PROBLEMS AND TASKS:
1. In the essay about the Butt in Chair rule, what writing schedule did the writer set for the first novel?
2. Repeat part of the essay about the Butt in Chair rule, starting with "Ask a dozen" and going on through "my first novel.".
3. Pick up the essay about the Butt in Chair rule after its last sentence and keep writing.

Butt In Chair

Ask a dozen writers for the first and most important rule of writing, and ten of them will likely quote, sometimes grudgingly, that old workhorse aphorism: Butt in Chair. I never cared for this rule; it made writing seem like drudgery. Until, that is, I remembered writing my first novel.

I was in my twenties, and I had already written plenty of short stories, poems, plays, and screenplays. But I’d never attempted The Novel. So I made myself a schedule: Monday through Saturday, 7:00 AM to 9:00 AM. Non-negotiable. If I have no other talent, it is a mule-like stick-to-itiveness, and so, lo and behold, after six months of adhering to this schedule I had a 350-page draft of something resembling a novel.

I found it strangely miraculous, that all that was required to finish a draft of a novel was to work on it every day. In fact, there was a woman with whom I worked who had expressed an interest in writing romance novels. I revealed to her my secret as if I’d found the fountain of youth. “All you need to do is write every day!” I exclaimed. “That’s it!”

ENTRIES:
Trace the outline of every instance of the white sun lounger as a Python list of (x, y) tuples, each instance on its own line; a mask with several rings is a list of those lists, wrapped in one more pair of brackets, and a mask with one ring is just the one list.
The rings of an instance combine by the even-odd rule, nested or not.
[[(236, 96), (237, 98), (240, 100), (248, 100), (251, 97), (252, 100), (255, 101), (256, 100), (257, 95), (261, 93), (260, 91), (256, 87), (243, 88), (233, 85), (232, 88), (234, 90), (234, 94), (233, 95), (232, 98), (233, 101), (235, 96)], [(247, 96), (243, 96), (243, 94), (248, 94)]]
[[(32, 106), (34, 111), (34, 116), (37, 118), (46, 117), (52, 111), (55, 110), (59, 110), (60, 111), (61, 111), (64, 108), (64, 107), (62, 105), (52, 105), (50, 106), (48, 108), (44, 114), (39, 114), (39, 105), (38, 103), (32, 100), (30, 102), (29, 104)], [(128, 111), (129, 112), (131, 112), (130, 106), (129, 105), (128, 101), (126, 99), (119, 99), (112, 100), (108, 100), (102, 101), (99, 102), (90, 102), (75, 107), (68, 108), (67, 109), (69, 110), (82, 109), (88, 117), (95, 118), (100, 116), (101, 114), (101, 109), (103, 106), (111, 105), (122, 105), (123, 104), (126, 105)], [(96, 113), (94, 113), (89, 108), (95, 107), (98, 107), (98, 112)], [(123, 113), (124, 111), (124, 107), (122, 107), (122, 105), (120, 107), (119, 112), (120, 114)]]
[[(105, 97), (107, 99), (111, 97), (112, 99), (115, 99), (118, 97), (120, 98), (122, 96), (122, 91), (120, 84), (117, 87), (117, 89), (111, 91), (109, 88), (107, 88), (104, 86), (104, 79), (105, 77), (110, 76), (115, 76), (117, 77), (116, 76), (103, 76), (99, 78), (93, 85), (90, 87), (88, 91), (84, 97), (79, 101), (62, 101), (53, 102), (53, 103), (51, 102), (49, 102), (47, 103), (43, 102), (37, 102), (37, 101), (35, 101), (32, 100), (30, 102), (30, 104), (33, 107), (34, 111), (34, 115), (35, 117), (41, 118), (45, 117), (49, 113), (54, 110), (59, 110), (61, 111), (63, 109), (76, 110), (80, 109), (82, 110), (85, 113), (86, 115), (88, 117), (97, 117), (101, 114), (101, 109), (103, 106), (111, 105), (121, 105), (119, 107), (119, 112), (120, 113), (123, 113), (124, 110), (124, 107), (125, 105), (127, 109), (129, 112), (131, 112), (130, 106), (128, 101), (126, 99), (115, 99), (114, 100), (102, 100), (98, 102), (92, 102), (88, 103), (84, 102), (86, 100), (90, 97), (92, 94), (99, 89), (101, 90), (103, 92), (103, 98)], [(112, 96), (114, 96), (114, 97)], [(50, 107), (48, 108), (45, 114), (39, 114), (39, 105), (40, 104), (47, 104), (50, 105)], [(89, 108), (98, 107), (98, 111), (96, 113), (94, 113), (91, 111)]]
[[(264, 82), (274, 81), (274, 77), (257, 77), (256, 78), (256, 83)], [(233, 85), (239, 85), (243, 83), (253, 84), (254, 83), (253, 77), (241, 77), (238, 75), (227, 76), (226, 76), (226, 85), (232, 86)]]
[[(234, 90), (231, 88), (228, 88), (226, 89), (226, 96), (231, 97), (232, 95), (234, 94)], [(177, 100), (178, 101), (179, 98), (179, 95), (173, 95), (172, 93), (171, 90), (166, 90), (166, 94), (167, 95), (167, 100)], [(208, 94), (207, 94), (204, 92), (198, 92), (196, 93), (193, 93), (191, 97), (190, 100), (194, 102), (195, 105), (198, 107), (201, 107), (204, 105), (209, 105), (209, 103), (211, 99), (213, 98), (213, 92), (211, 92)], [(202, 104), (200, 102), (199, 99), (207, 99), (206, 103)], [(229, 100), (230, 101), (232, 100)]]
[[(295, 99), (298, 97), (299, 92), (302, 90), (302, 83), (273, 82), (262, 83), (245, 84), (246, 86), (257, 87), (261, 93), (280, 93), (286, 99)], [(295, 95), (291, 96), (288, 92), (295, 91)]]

ANSWERS BELOW:
1. Monday through Saturday, 7:00 AM to 9:00 AM.

2.
Ask a dozen writers for the first and most important rule of writing, and ten of them will likely quote, sometimes grudgingly, that old workhorse aphorism: Butt in Chair. I never cared for this rule; it made writing seem like drudgery. Until, that is, I remembered writing my first novel.

3.
Of course, there was a bit more to it than that, but the point was that the size of the novel need not intimidate. And while I thought I had learned a great lesson about novel writing, I had in fact learned a great lesson about life itself. Namely, whatever we put our attention on increases.

What is Butt in Chair really saying but that? If you put your attention on the novel every day it will increase. In fact, the only way for that novel to grow to completion is to put your attention on it again and again and again. So it is with everything. Everything from our marriages to our gardens to writing. But don’t stop there. Put your attention on, say, the sour state of the economy, and it will increase, if only in your imagination. Put your attention on rejection letters and you may find they increase as well.

It is as if the universe is saying to us, even with all these supposed “bad” things we make: Look. You can make anything with your attention. Even crap. Isn’t that great news?

Yes it is. So put your butt in the chair of your life. Everything you want is waiting to be written.

If you like the ideas and perspectives expressed here, feel free to contact me about individual and group conferencing.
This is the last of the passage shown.